[Object point labels]
####

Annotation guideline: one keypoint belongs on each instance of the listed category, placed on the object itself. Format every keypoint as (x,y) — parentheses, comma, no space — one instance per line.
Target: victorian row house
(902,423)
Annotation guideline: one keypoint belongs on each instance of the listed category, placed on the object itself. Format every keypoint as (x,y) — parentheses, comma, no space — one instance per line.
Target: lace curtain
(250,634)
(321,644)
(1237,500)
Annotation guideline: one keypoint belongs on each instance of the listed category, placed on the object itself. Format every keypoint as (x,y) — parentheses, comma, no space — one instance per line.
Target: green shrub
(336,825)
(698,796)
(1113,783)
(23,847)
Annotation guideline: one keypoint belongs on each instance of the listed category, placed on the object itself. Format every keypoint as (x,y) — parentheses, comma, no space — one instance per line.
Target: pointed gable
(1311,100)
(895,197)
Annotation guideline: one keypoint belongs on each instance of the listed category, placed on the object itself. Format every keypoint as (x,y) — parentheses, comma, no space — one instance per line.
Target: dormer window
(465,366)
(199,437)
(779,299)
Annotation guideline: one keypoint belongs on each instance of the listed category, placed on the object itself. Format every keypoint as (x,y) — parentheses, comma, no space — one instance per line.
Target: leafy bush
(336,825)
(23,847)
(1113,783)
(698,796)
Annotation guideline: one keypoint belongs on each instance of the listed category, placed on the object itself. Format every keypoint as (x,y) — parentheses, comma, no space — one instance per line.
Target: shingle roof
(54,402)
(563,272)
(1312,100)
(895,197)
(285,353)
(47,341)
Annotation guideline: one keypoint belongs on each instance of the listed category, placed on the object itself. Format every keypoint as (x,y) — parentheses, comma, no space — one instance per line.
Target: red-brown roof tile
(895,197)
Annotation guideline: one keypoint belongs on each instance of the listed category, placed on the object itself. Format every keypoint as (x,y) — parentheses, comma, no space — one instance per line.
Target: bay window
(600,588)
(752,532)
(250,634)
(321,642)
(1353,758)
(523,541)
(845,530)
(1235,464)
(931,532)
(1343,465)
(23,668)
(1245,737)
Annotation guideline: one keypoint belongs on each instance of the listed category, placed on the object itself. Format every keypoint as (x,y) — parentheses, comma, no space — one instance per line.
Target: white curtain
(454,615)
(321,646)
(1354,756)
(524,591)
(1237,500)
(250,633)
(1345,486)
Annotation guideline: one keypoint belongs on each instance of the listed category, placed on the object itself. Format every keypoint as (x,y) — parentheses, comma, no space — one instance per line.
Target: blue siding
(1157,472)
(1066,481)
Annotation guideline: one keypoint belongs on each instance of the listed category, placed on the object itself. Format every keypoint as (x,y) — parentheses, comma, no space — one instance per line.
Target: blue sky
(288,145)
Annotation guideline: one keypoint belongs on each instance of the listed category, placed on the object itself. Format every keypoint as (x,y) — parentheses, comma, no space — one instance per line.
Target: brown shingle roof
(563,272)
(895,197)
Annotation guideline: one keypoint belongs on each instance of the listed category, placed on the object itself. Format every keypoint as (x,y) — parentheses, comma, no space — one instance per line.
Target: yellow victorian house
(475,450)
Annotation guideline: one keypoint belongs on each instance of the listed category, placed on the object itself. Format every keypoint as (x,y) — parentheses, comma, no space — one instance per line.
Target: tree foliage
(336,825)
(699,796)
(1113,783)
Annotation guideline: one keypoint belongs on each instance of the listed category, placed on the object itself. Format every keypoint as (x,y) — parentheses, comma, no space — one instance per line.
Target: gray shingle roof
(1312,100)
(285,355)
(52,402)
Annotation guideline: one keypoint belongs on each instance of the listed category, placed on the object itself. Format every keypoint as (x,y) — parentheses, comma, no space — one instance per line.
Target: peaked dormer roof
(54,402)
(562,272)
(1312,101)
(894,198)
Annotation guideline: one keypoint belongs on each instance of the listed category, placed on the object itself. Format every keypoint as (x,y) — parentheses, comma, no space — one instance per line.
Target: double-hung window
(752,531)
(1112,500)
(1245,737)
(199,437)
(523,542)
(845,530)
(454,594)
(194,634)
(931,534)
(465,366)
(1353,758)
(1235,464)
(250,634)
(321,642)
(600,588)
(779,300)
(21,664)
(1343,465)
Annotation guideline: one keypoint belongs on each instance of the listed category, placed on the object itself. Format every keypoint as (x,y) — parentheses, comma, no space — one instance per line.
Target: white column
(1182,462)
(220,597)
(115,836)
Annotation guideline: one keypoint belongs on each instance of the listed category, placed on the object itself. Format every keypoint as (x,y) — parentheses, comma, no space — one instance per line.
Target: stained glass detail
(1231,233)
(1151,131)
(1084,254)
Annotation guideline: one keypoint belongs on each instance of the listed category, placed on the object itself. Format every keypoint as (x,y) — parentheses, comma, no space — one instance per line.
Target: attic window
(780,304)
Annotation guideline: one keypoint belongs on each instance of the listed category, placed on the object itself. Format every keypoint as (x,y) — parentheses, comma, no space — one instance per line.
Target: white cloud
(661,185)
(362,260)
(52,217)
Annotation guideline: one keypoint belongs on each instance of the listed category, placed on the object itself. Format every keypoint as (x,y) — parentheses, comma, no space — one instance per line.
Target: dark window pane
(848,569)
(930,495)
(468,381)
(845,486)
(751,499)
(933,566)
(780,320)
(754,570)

####

To be done:
Write out every record, exactly as written.

Full output:
Annotation guideline: one keypoint belongs on each instance of the listed category, placed on the object itself. Format every keypoint as (x,y) — parentheses, comma, no space — one instance per line.
Target: victorian row house
(902,423)
Annotation guideline: one keypoint belongs on each instance of the listed category, placed on the object itself. Format every keypoint as (x,y) — parentheses, comma, no space — one instance per line.
Target: lace curtain
(250,634)
(321,644)
(1237,500)
Annotation guideline: one keypoint belongs on each instance of the listed category, placed on the object itself. Format every keypoint as (x,y) — parentheses, comma, no space — one instance per line.
Target: green shrub
(336,825)
(698,796)
(1113,783)
(23,847)
Annotation guideline: one keypoint belongs on each instance of the listed category, placed on the object itself. Format every keypoint as (x,y) — parentheses, comma, no space — one instance per line.
Target: pointed gable
(1311,100)
(895,197)
Annotation guideline: one keypoint belongs on each instance of the listed category, placed on the object itself. Format every keypoint as (x,y) — parentheses, comma, no space — one instance per line.
Target: dormer window
(465,366)
(199,437)
(779,299)
Annotation guideline: one keypoint belongs on each instance of the listed category, placed on the object itself. Format every keypoint as (x,y) — parentheses, comma, no space — one instance per line.
Target: leafy bush
(336,825)
(23,847)
(1113,783)
(698,796)
Annotation guideline: one keypoint belongs on each instance of the listed category, placed on the object itself. Format every keypoint as (x,y) — parentheses, comma, no space — one instance per line.
Target: shingle roof
(54,402)
(563,272)
(1312,100)
(895,197)
(285,353)
(47,341)
Annotation guideline: one keypoint belongs on each instance of the listed category, placed on the object itself. Format every keypoint as (x,y) — parentheses, comma, no space — one instance per line.
Target: red-brown roof tile
(895,197)
Annotation guideline: one keypoint belongs on each instance of the listed category, placed on the object itself. Format every keypoint as (x,y) — parentheses, comma, no space — one instance per line.
Target: bay window
(600,588)
(752,532)
(250,634)
(321,642)
(1353,758)
(523,541)
(845,530)
(1235,464)
(931,532)
(1343,465)
(23,668)
(1245,737)
Annotation guideline: one keypoint belongs on each instance of the listed category, placed on the object itself. Format every keypoint as (x,y) — parentheses, comma, no space — one instance per line.
Target: white curtain
(454,615)
(321,646)
(1354,756)
(524,591)
(1237,500)
(250,633)
(1345,486)
Annotation guideline: one keypoint belongs on each instance of the listed category, placed on the object itself. Format every keypoint as (x,y) — parentheses, comma, no space — one instance per line.
Target: blue siding
(1157,472)
(1066,481)
Annotation guideline: one keypoint belongs on each instance of the listed category, placed on the object itself. Format every keypoint as (x,y) — parentheses, comma, no space — one instance per line.
Target: blue sky
(288,145)
Annotation guideline: one keypoint belongs on each instance of the listed category, placed on the object itself. Format every keypoint as (x,y) — parentheses, comma, no space — one instance per line.
Target: brown shingle roof
(563,272)
(895,197)
Annotation guideline: one keypoint belongs on each instance of the listed category, placed on the object itself. Format every keypoint as (x,y) — parentheses, comma, no space — one instance per line.
Target: yellow victorian house
(475,450)
Annotation guideline: one keypoint belongs on each instance of the listed category, placed on the object itself. Format every keypoint as (x,y) — parentheses, comma, no space — one instance per line.
Target: tree foliage
(336,825)
(699,796)
(1113,783)
Annotation guideline: one keypoint belongs on each instance of the listed category, placed on the object itself. Format every keypoint as (x,y) — parentheses, comma, no space — one instance per line.
Target: gray shingle roof
(1312,100)
(285,355)
(52,402)
Annotation guideline: one keypoint belongs on each instance of the listed category, placed on the object itself. Format every keypoint as (x,y) — parentheses, comma, no space — one instance per line.
Target: peaked dormer roof
(54,402)
(562,272)
(1312,101)
(894,198)
Annotation guideline: one keypoint belongs on each instance of the listed category, placed on the object itself. Format every keypoint as (x,y) — parentheses, comma, no space — one instance per line.
Target: double-hung window
(752,531)
(1112,500)
(1245,737)
(199,437)
(523,542)
(845,530)
(454,594)
(194,634)
(931,534)
(465,366)
(1353,758)
(1235,464)
(250,634)
(321,642)
(600,588)
(779,300)
(21,664)
(1343,465)
Annotation guideline: one keypoint belongs on each instance of the listed category, placed on the object itself. Format every keypoint as (x,y) — parentheses, comma, no space — one instance per line.
Target: white column
(1182,462)
(220,597)
(115,836)
Annotation guideline: one keypoint belongs on each instance of the listed category, placed on the object itself. Format every keypoint as (x,y) — parentheses, comma, no space — one instance per line.
Target: stained glass detail
(1231,233)
(1151,131)
(1084,254)
Annotation guideline: one keypoint belongs on each instance of the listed category, placed on the object itself. Format every keypoint as (x,y) — parentheses, comma, no space — one instance per line.
Target: attic window
(780,304)
Annotation guideline: one keypoint belongs on each instance of the listed category, placed on the object itself. Format every keypoint as (x,y) — parentheses, comma, no space — one instance per line.
Target: white cloud
(661,185)
(362,260)
(52,217)
Annotation guideline: one keypoint belongs on each instance of the listed category, placed on the object itself. Format every keypoint as (x,y) — parentheses, comma, no space — one instance per line.
Target: dark window pane
(848,569)
(930,495)
(468,381)
(845,486)
(751,499)
(933,566)
(780,320)
(754,570)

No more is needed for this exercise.